- Directed by: Ted Fukuda
- Written by: Ted Fukuda
- Produced by: Mike Yamamoto
- Starring: Jesse Bernstein Alaina Huffman
- Cinematography: Jeffrey R. Clark
- Edited by: Bob Joyce
- Music by: Jeff Marsh
- Release date: 2006;
- Running time: 103 minutes
- Country: United States
- Language: English
- Box office: $2,968

= Dog Lover's Symphony =

Dog Lover's Symphony is a 2006 drama directed by Ted Fukuda. The movie follows Jerry (Jesse Bernstein (Note: Credited as Jesse Berns)), a recovering drug addict who finds work at a local dog training school, and Susan (Alaina Huffman (Note: Credited as Alaina Kalanj)), an employee at the school. A dog named Toby (voiced by Bryce Papenbrook) provides sporadic narration throughout the movie.

Dog Lover's Symphony received extremely negative reviews.

==Plot==
Jerry is a recovering drug addict and ex-gang member. Through the help of his lawyer Tom, Jerry is placed in housing, but he struggles to find work.

Tom's daughter Susan takes an interest in Jerry. She works at a dog training school and encourages Jerry to become a dog trainer. He reluctantly agrees. The two bond while training a dog named Toby and develop a romantic attraction.

Susan, however, is engaged to John, who is suspicious of Jerry. John eventually reveals that he is marrying Susan to secure a business deal.

In addition, Jerry is falsely accused of stealing a purse at the school, and he quits in protest. Meanwhile, Susan realizes she knew Jerry in high school. Susan leaves John and Jerry proposes to Susan with an airplane banner. Jerry also reveals he has an estranged father who lives in Japan.

En route to graduation day at the dog training school, Jerry is mortally injured in a car crash. Susan rushes from her wedding dress fitting to the hospital, where Jerry dies.
++++++++
▸ **Tasks to complete**
A. Render this sentence from the Dog Lover's Symphony article in Spanish: "Dog Lover's Symphony received extremely negative reviews."
B. Extend the article on the film Dog Lover's Symphony, picking up right after its final sentence.

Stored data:
++++++++
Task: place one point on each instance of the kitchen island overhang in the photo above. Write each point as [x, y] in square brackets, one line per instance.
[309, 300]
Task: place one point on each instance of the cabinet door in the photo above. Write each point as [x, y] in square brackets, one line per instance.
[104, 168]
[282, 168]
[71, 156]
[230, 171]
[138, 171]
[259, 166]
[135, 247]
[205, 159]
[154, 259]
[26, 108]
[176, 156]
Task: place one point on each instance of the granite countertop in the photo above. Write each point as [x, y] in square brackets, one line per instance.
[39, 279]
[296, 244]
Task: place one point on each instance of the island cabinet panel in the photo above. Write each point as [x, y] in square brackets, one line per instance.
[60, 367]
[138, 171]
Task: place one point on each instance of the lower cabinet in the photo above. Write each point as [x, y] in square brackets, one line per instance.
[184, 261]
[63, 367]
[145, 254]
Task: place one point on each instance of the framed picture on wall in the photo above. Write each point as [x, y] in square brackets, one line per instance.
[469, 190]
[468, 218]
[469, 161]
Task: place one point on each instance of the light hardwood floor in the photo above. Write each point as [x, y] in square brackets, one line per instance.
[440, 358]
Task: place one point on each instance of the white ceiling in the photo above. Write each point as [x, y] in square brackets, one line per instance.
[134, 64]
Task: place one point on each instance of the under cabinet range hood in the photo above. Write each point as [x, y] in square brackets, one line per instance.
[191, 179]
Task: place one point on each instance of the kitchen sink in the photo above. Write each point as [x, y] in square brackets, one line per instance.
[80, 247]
++++++++
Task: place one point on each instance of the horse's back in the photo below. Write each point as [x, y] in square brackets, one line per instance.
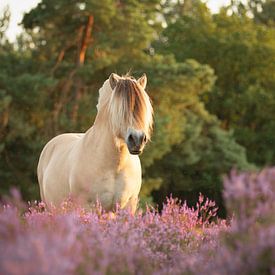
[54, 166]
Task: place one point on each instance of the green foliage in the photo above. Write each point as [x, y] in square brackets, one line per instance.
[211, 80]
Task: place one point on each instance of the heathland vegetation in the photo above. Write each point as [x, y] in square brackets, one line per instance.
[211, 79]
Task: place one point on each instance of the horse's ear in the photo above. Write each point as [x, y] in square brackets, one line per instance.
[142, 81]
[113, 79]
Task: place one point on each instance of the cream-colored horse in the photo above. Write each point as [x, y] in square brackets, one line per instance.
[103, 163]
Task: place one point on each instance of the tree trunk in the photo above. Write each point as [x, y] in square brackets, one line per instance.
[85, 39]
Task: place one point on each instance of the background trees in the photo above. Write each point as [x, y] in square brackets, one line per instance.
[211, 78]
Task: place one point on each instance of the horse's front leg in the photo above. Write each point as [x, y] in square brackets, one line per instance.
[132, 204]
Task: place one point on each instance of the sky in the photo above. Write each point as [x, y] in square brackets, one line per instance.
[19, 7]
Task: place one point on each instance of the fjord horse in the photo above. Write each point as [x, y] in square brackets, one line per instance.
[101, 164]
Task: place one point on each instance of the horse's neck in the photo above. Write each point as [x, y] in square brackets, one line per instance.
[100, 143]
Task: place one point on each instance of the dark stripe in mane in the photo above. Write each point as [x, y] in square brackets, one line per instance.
++++++++
▸ **Answers to the problems**
A. Dog Lover's Symphony recibió críticas extremadamente negativas.

B.
Susan moves forward with the wedding despite Jerry's demise, contracting a computer graphics expert to project a digital recreation of Jerry during the ceremony. During the wedding, the projection of Jerry transforms into a physical but speechless "real Jerry". Susan and the corporealized Jerry complete the ceremony and are married before Jerry vanishes again. After the ceremony, Jerry's father offers Susan a check for $10,000,000, which she refuses.

Years later, Susan still lives alone with multiple dogs descended from Toby. Her ex-fiancé John has now married her best friend Kelly, and her father Tom reveals he accepted the $10,000,000 check and invested it. Susan uses the money to build dog shelters in Jerry's name. Jerry and Toby look down from heaven.

== Cast ==

- Jesse Bernstein as Jerry
- Alaina Huffman as Susan
- Maxwell Caulfield as Tom
- Nikki Bohannon as Kelly
- Sean Foley as John
- David Schroeder as Chief Roy
- Alexander Zale as the schoolmaster
- Bryce Papenbrook as Toby the dog (voice)

==Reception==
Dog Lover's Symphony received harsh reviews on release. In one review, the Los Angeles Times described it as a "stinker" and in another review said it was "off on all fronts." LA Weekly attacked it as a "toxic combination of obvious bromides and talentless filmmaking." Variety was no more positive, calling it a "slobbery mess" and a source of "accidental hilarity."